EXERCISE =>
Rewrite every line of the items below as a numbered list, skipping any blank lines. Leave the pictures out of your answer.

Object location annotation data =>
=======
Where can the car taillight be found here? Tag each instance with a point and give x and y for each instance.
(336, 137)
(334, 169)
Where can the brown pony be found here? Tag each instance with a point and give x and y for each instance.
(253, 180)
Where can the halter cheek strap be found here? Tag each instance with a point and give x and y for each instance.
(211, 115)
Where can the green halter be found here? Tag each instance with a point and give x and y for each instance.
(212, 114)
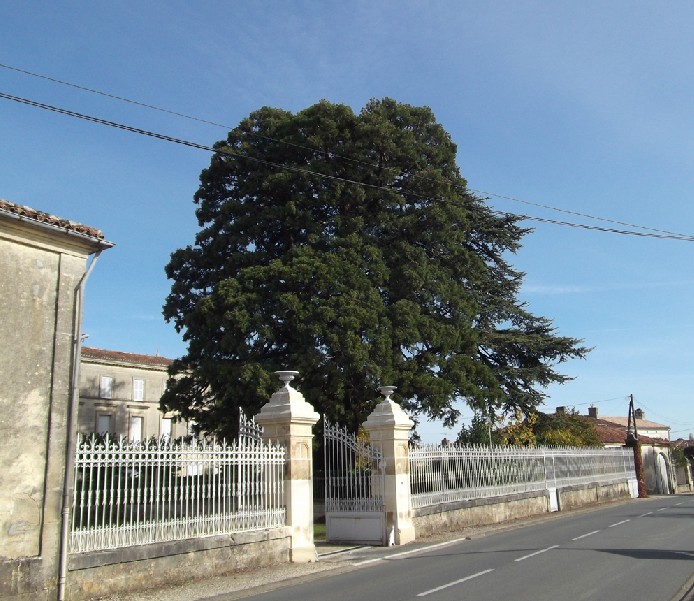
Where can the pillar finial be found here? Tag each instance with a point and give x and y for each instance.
(386, 391)
(286, 376)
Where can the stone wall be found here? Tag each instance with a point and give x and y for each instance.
(145, 567)
(41, 267)
(451, 517)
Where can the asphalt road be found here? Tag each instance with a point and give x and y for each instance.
(638, 551)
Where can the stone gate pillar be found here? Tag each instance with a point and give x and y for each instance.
(389, 430)
(288, 419)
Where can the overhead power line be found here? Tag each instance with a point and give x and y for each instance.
(663, 233)
(227, 151)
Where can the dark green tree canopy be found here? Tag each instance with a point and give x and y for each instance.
(346, 246)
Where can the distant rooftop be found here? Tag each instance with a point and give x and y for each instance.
(641, 424)
(121, 357)
(610, 432)
(28, 214)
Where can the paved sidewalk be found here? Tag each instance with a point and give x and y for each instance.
(331, 559)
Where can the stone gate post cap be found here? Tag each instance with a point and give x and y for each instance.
(287, 404)
(388, 414)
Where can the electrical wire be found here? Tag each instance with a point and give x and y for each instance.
(227, 151)
(662, 233)
(666, 233)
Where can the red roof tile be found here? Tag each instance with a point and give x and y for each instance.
(121, 357)
(41, 217)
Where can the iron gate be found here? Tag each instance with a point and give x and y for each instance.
(354, 488)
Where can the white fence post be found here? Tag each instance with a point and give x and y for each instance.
(288, 419)
(389, 430)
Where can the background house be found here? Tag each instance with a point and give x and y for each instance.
(659, 473)
(43, 271)
(119, 395)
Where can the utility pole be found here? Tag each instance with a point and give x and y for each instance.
(633, 442)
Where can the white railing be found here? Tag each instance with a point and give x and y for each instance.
(138, 493)
(445, 474)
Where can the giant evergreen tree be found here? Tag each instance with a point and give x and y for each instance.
(347, 246)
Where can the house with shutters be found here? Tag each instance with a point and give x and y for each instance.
(119, 395)
(659, 473)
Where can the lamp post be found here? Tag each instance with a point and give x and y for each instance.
(633, 442)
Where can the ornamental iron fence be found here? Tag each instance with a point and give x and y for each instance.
(445, 474)
(135, 493)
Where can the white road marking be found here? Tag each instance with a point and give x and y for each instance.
(443, 586)
(587, 534)
(618, 523)
(536, 553)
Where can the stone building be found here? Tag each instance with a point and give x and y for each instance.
(44, 266)
(659, 474)
(119, 395)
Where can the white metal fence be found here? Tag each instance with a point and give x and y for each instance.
(445, 474)
(138, 493)
(354, 472)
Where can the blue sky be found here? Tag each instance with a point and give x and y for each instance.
(585, 106)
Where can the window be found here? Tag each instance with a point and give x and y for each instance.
(106, 389)
(103, 423)
(136, 428)
(138, 390)
(165, 428)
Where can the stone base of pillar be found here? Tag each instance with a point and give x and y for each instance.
(305, 554)
(404, 534)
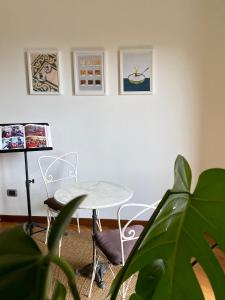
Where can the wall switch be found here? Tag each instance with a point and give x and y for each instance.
(12, 193)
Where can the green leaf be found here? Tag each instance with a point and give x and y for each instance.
(62, 221)
(24, 270)
(59, 292)
(21, 262)
(148, 279)
(177, 235)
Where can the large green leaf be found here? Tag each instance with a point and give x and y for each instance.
(21, 263)
(176, 236)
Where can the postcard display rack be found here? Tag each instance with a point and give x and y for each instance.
(25, 137)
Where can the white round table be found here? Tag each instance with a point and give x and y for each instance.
(100, 194)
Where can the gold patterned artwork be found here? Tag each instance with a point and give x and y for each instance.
(43, 72)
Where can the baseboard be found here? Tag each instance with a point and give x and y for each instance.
(111, 223)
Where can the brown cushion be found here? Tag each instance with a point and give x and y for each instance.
(109, 243)
(53, 204)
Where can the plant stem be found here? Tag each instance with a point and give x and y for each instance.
(69, 274)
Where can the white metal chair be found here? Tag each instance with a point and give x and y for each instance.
(57, 171)
(117, 244)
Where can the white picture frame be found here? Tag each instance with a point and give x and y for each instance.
(44, 71)
(136, 71)
(89, 72)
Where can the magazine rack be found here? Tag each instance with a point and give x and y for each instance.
(30, 224)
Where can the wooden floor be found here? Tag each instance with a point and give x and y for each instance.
=======
SOLUTION FOR THIS EXERCISE =>
1. Where can the car taillight be found here? Tag each instance with a point and give x and y for each instance.
2. (336, 137)
3. (334, 169)
4. Where can the brown pony be found here? Tag each instance with a point and give x and y for each instance.
5. (253, 180)
6. Where can the halter cheek strap be found here? Tag each instance with a point and give x and y for each instance.
7. (211, 115)
8. Where can the green halter be found here? Tag each instance with a point and give x and y for each instance.
9. (212, 114)
10. Where can the pillar finial be found here? Tag each instance with a point and give x and y for each instance.
11. (386, 391)
12. (286, 376)
13. Where can the stone wall be found here? Tag each instance with a point and give x and y for each instance.
14. (145, 567)
15. (41, 267)
16. (451, 517)
17. Where can the asphalt road be found here? Tag each instance with a point and give x and y for each instance.
18. (638, 551)
19. Where can the stone gate pillar be found here? Tag each instance with a point and give x and y for each instance.
20. (389, 430)
21. (288, 419)
22. Where can the overhead power line be found here? Tag each instance with a point and give x and y for each instance.
23. (663, 233)
24. (227, 151)
25. Where can the dark green tree canopy be found here? Tag each instance with a point and give x and y for each instance.
26. (346, 246)
27. Where can the distant rooftop be found here? Tag each instance with a point and give x and y for each instance.
28. (641, 424)
29. (121, 357)
30. (610, 432)
31. (28, 214)
32. Where can the paved sidewalk be found here? Tag each instance with a point and give x and y for each instance.
33. (331, 559)
34. Where can the stone gate post cap be found here? Tag each instance with a point and give x and y for each instance.
35. (287, 404)
36. (388, 414)
37. Where can the electrical wire be found here? Tag each instance with a point and give x and y for each instance.
38. (227, 151)
39. (662, 233)
40. (666, 233)
41. Where can the red roof tile be found here? Tag each instance with a point and give x and y for each instance.
42. (121, 357)
43. (41, 217)
44. Where can the iron gate be found here? Tag each instance with a point and give x and y for each instance.
45. (354, 488)
46. Where can the white fence post be found here? Tag each instance with a point and give x and y for each instance.
47. (288, 419)
48. (389, 430)
49. Where can the background house be found here? Tag each instance with a point and give x and y for each instance.
50. (659, 473)
51. (43, 271)
52. (119, 395)
53. Where can the utility pole be found here? Tag each instance with a point and give x and y for each instance.
54. (633, 442)
55. Where can the white railing be found here? Tag each instance with a point and give x and y for each instance.
56. (138, 493)
57. (445, 474)
58. Where can the giant evergreen tree be found here? Tag each instance with a point and give x and y for each instance.
59. (347, 246)
60. Where can the house with shutters be found here? Tag each instance with a point and give x and y for each instance.
61. (119, 395)
62. (659, 473)
63. Where can the lamp post be found here? Tag each instance with a point and give x and y for each instance.
64. (633, 442)
65. Where can the ornamental iron fence be found here? Tag each instance with a point and give x and y for each instance.
66. (445, 474)
67. (135, 493)
68. Where can the white road marking be found here? Tag each instance with a point and give x and y for each instance.
69. (443, 586)
70. (587, 534)
71. (618, 523)
72. (536, 553)
73. Where can the stone building be found here? Tag each instance with a point and give x and y for each instance.
74. (44, 266)
75. (659, 474)
76. (119, 395)
77. Where can the white metal fence be found here? Tag each instance with a point and give x and y for each instance.
78. (445, 474)
79. (138, 493)
80. (354, 472)
81. Where can the blue sky be found here? Tag each instance with a point and give x and y for each instance.
82. (585, 106)
83. Where can the window be found here? Tag each instance with a point and give x and y for each instance.
84. (106, 389)
85. (103, 423)
86. (136, 428)
87. (138, 390)
88. (165, 428)
89. Where can the stone base of pillar be found here? Tag each instance with a point and give x and y for each instance.
90. (305, 554)
91. (404, 534)
92. Where can the wall switch be found here? Tag each instance with a point and give x and y for each instance.
93. (12, 193)
94. Where can the green leaf be found here? Tag each instance with a point and give x and y for each instance.
95. (62, 221)
96. (24, 270)
97. (59, 292)
98. (21, 262)
99. (148, 279)
100. (177, 235)
101. Where can the large green leaf be found here? Tag each instance with a point and give x and y for each instance.
102. (21, 263)
103. (176, 236)
104. Where can the postcard display rack be found here? Tag each instance with a point and give x and y for each instance.
105. (25, 137)
106. Where can the white round table be found here? Tag each instance with a point and give x and y for each instance.
107. (100, 194)
108. Where can the gold patterned artwork be found here? Tag each instance with a point and give x and y for each instance.
109. (43, 72)
110. Where can the baseboard be found here? Tag each instance with a point and give x and y for each instance.
111. (111, 223)
112. Where can the brown cushion be found here? Tag each instance with a point and give x and y for each instance.
113. (109, 243)
114. (53, 204)
115. Where can the plant stem be found here? Tag each instance with a point and give x and y for each instance.
116. (69, 274)
117. Where can the white metal chair be found here? Tag each instance with a point and give x and y for each instance.
118. (57, 171)
119. (117, 244)
120. Where can the white picture frame be found here? Tag each instance with a point and give x and y for each instance.
121. (44, 71)
122. (136, 71)
123. (89, 72)
124. Where can the magazine rack be found here? Tag each instance with a point and give x and y for each instance.
125. (30, 224)
126. Where can the wooden floor be found here? Tag each instance with a point and give x and y for each instance.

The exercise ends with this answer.